Work instructions:
Copy out every line of the listing below that contains the string "pine", treating uppercase and lowercase letters as distinct.

Exercise material:
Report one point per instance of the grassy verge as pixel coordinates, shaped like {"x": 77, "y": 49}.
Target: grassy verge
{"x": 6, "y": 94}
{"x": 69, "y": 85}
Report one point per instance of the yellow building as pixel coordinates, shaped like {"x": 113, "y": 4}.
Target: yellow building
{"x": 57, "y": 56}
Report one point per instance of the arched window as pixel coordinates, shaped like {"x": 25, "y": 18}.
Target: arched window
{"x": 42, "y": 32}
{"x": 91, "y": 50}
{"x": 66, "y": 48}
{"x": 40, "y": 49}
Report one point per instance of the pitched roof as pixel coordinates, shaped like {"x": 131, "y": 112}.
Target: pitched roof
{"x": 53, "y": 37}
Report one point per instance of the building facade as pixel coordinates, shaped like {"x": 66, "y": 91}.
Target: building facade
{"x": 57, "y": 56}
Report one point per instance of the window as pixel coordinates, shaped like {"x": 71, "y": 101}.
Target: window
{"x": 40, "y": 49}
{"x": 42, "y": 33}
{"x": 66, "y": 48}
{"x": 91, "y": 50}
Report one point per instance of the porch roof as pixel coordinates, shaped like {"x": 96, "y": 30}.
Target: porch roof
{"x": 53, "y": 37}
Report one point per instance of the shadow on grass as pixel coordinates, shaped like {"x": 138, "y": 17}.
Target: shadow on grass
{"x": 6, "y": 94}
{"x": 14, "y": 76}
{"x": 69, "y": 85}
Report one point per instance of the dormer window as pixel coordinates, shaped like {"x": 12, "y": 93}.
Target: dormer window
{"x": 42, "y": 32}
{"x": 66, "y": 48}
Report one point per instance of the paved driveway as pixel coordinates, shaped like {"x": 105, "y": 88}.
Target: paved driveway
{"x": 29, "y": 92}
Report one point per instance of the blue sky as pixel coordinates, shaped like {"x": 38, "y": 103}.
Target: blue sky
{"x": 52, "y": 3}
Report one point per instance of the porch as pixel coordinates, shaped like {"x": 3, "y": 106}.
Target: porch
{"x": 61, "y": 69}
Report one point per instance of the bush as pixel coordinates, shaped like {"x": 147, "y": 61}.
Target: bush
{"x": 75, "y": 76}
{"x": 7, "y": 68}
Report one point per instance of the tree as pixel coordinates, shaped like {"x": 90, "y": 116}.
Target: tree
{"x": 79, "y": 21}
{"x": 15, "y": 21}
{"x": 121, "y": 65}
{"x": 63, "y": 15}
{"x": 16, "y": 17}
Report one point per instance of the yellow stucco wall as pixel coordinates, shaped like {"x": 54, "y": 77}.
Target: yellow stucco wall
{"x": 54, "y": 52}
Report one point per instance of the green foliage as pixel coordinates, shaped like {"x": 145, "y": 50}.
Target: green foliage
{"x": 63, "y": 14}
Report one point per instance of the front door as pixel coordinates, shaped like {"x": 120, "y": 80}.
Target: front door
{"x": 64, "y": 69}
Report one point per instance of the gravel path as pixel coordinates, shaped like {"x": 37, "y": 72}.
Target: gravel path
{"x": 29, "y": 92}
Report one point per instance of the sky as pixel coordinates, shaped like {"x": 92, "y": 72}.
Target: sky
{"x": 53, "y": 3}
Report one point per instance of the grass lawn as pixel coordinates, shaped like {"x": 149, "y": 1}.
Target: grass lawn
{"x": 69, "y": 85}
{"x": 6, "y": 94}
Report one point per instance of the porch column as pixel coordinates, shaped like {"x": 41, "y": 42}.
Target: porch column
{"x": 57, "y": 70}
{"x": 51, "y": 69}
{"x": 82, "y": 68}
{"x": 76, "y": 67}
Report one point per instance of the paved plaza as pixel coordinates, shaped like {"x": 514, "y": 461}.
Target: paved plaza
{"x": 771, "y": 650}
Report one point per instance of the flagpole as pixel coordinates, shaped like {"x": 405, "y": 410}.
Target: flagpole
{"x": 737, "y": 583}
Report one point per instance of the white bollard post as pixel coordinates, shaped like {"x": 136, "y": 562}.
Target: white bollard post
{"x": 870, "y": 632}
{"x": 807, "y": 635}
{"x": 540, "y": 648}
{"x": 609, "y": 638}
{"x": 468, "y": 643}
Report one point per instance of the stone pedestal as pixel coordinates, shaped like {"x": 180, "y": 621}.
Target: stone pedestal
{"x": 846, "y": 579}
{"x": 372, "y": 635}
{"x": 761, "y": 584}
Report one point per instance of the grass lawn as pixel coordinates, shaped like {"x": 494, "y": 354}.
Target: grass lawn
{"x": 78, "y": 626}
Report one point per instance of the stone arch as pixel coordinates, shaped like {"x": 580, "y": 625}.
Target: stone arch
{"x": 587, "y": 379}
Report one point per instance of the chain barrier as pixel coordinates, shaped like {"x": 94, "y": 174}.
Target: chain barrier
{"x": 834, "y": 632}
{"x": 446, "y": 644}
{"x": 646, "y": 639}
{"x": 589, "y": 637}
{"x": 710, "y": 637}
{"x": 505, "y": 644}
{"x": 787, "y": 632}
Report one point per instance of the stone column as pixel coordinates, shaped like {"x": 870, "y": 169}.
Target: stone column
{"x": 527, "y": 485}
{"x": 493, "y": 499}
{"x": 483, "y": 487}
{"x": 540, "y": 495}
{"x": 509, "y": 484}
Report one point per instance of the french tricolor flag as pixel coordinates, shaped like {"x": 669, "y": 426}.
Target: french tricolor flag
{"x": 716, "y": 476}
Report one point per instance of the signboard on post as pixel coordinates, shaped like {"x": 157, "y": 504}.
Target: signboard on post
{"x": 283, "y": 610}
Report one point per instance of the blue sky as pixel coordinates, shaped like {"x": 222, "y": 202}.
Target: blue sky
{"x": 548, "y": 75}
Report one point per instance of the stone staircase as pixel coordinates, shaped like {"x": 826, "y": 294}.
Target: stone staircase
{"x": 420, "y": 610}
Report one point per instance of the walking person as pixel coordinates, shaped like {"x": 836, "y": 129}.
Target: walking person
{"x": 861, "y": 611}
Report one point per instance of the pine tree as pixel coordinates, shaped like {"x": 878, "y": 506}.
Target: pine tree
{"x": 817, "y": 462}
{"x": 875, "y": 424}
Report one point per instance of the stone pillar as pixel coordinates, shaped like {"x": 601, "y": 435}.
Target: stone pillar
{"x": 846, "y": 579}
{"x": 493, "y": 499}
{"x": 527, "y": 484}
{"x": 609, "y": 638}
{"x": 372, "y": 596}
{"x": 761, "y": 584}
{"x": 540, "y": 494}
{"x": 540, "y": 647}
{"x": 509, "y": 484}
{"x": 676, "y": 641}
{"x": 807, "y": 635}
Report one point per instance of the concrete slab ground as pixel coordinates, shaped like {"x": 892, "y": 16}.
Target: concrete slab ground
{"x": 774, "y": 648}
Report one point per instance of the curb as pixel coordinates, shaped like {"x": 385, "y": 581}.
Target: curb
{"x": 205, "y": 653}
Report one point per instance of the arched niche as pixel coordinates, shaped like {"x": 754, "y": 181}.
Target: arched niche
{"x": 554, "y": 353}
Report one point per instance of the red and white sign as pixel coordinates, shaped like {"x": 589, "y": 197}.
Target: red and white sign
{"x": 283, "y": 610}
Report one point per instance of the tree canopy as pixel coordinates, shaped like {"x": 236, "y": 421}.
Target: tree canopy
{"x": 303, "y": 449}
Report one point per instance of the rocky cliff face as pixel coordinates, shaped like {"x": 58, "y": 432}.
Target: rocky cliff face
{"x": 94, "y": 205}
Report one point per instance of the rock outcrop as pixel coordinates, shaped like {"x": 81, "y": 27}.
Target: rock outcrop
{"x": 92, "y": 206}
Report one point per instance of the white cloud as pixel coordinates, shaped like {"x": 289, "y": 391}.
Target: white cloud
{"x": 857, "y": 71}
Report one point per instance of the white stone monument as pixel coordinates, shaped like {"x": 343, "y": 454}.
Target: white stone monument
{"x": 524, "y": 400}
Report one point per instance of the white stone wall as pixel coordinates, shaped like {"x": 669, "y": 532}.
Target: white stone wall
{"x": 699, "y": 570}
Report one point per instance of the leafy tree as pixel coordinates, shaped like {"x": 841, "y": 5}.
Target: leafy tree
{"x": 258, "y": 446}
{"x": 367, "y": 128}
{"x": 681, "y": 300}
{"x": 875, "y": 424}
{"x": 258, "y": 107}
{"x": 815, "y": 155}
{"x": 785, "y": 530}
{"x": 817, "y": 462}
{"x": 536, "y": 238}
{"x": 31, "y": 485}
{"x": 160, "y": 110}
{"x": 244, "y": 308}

--

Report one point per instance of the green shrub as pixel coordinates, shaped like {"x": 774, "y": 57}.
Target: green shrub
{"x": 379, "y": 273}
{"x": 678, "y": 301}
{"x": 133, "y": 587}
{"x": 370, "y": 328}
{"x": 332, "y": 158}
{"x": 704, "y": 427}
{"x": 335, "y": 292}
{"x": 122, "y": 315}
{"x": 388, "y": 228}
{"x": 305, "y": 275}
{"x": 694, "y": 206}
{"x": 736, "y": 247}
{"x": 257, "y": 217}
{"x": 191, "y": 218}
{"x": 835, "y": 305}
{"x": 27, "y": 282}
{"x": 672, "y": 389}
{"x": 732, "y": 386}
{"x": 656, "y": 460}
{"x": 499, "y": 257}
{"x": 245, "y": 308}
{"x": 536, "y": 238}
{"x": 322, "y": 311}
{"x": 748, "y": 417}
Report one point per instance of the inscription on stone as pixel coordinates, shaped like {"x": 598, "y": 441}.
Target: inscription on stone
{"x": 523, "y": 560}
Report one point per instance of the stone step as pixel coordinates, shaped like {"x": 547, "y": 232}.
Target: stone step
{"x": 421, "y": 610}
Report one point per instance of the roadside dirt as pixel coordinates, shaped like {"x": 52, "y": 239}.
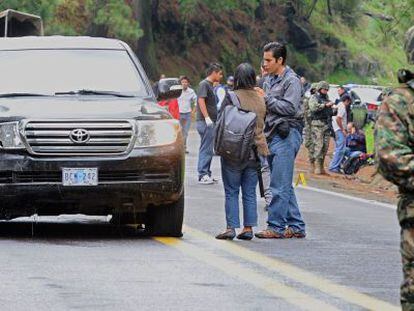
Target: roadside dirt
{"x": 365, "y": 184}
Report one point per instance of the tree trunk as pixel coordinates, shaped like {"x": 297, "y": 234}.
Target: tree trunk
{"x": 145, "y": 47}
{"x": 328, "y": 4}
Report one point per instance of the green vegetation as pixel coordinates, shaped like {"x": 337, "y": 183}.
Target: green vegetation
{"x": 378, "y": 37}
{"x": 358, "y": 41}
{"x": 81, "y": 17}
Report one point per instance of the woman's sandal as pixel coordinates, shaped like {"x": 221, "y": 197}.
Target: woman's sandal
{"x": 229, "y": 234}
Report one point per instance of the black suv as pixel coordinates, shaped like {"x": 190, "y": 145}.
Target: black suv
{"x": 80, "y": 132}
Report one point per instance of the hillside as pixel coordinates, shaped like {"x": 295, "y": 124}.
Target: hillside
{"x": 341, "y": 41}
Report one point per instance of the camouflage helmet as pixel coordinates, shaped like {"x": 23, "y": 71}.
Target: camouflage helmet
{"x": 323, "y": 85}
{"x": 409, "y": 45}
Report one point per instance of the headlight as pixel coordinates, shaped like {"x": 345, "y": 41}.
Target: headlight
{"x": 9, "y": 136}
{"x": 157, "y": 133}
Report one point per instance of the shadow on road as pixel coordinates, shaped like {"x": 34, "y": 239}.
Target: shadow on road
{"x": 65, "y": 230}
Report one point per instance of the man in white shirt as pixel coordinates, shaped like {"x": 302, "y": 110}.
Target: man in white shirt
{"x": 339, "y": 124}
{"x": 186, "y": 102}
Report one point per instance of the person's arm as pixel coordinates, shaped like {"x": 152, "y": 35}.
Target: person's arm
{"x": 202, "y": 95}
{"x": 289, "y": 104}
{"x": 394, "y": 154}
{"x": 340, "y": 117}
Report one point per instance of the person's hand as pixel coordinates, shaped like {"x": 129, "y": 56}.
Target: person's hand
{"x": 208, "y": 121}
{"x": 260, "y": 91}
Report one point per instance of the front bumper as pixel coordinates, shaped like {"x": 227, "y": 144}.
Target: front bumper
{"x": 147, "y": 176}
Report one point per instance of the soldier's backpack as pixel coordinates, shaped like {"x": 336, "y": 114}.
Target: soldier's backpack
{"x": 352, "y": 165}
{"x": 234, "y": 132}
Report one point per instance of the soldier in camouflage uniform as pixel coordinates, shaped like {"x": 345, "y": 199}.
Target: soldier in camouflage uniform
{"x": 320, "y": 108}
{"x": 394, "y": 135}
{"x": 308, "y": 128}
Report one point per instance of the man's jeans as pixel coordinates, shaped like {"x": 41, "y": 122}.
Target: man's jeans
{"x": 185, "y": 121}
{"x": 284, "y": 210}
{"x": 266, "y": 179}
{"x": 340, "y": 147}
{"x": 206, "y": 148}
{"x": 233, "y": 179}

Response to this task:
Report one point per instance of the pine tree as pixel coordinates, shaped like {"x": 878, "y": 506}.
Target: pine tree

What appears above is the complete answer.